» **Excerpt**
◆ ◆ ◆
Douds is a census-designated place (CDP) in Van Buren County, Iowa, United States. The population was 156 at the 2020 census.

==History==

Douds was platted in 1866 by brothers Eliab and David Doud. It was originally called Doud's Station. Douds was never officially incorporated as a town, but has a Post Office and its own zip code. On the southern bank of the Des Moines River lies Douds' "Twin City", Leando. Leando is the elder, but smaller of the two towns. Leando was settled in the 1830s and was originally called Portland. In the original deed it was stipulated by the Doud brothers that there was to be no buying or selling of intoxicating liquors in the town.

This was upheld until the 1990s when Rob Moore began selling alcohol in his grocery store. Until the construction of the first iron bridge (1898) the towns of Douds and Portland saw much rivalry. Douds is home to Douds Stone Inc. which operates from one of the largest underground limestone mines in the state of Iowa. Farmers and Traders Savings Bank (founded 1910) is located in Douds, and is one of the few banks to survive the Great Depression. Now considered one community, (Douds and Leando) Douds hosts its annual Field Day on the last full weekend in June.

The population was 216 in 1940.

==Geography==
Douds is located in the Northwestern portion of Van Buren County.

According to the United States Census Bureau, the CDP has a total area of 2.3 sqmi, of which 2.2 sqmi is land and 0.1 sqmi (3.91%) is water.

==Demographics==

Historical population
| Census | Pop. | Note | %± |
| 2010 | 152 |  | — |
| 2020 | 156 |  | 2.6% |
U.S. Decennial Census

===2020 census===
As of the census of 2020, there were 156 people, 79 households, and 46 families residing in the community. The population density was 70.5 inhabitants per square mile (27.2/km^{2}). There were 90 housing units at an average density of 40.7 per square mile (15.7/km^{2}). The racial makeup of the community was 92.9% White, 0.0% Black or African American, 0.6% Native American, 0.0% Asian, 0.0% Pacific Islander, 0.0% from other races and 6.4% from two or more races. Hispanic or Latino persons of any race comprised 1.9% of the population.
◆ ◆ ◆
Collection entries

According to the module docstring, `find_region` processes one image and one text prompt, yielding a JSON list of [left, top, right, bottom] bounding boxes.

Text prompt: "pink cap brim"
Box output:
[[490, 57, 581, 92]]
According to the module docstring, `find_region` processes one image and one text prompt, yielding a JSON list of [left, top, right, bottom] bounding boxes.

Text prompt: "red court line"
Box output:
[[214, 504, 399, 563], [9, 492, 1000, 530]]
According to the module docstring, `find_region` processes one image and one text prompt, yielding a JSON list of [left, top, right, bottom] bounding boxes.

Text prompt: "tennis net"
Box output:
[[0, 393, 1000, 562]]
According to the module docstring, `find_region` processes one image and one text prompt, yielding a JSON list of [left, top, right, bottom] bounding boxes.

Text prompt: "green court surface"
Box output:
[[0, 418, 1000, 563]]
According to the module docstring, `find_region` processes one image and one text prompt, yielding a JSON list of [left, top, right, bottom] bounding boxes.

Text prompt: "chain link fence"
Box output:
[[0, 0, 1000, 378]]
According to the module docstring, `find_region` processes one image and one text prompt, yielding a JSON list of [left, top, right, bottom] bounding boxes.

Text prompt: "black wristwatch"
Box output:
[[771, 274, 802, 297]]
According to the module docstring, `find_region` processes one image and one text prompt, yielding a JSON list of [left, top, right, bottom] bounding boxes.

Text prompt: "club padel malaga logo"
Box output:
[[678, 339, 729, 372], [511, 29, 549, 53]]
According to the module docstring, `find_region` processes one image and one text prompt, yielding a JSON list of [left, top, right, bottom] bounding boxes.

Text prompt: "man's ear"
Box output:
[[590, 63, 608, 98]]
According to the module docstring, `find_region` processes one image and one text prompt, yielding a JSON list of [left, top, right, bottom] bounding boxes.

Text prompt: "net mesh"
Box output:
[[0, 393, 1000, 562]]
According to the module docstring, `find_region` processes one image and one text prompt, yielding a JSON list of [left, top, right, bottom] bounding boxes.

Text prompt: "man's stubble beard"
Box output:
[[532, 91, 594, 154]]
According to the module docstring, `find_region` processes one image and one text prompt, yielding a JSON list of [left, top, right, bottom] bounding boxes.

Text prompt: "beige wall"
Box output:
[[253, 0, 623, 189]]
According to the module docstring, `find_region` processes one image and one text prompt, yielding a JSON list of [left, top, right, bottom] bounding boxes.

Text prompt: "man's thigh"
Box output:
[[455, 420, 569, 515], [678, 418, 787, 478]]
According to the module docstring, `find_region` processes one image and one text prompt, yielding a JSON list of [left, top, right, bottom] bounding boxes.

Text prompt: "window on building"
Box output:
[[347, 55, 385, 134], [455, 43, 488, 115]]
◆ ◆ ◆
» **Task instructions**
Resume the article on Douds, Iowa, writing on from its final sentence. The data is separate material, unrelated to the article on Douds, Iowa.

» **Response for this exercise**
Of the 79 households, 10.1% of which had children under the age of 18 living with them, 45.6% were married couples living together, 6.3% were cohabitating couples, 16.5% had a female householder with no spouse or partner present and 31.6% had a male householder with no spouse or partner present. 41.8% of all households were non-families. 35.4% of all households were made up of individuals, 12.7% had someone living alone who was 65 years old or older.

The median age in the community was 44.0 years. 22.4% of the residents were under the age of 20; 11.5% were between the ages of 20 and 24; 16.7% were from 25 and 44; 36.5% were from 45 and 64; and 12.8% were 65 years of age or older. The gender makeup of the community was 65.4% male and 34.6% female.

===2000 census===
As of the census of 2000, there were 165 people, 81 households, and 46 families residing in the CDP. The population density was 74.7 PD/sqmi. There were 90 housing units at an average density of 40.8 /sqmi. The racial makeup of the CDP was 98.79% White and 1.21% Asian.

There were 81 households, out of which 24.7% had children under the age of 18 living with them, 50.6% were married couples living together, and 43.2% were non-families. 40.7% of all households were made up of individuals, and 27.2% had someone living alone who was 65 years of age or older. The average household size was 2.04 and the average family size was 2.76.

In the CDP, the population was spread out, with 21.8% under the age of 18, 6.1% from 18 to 24, 22.4% from 25 to 44, 23.6% from 45 to 64, and 26.1% who were 65 years of age or older. The median age was 45 years. For every 100 females, there were 94.1 males. For every 100 females age 18 and over, there were 89.7 males.

The median income for a household in the CDP was $25,893, and the median income for a family was $46,250. Males had a median income of $28,750 versus $33,958 for females. The per capita income for the CDP was $17,428. None of the families and 16.8% of the population were living below the poverty line, including no under eighteens and 38.5% of those over 64.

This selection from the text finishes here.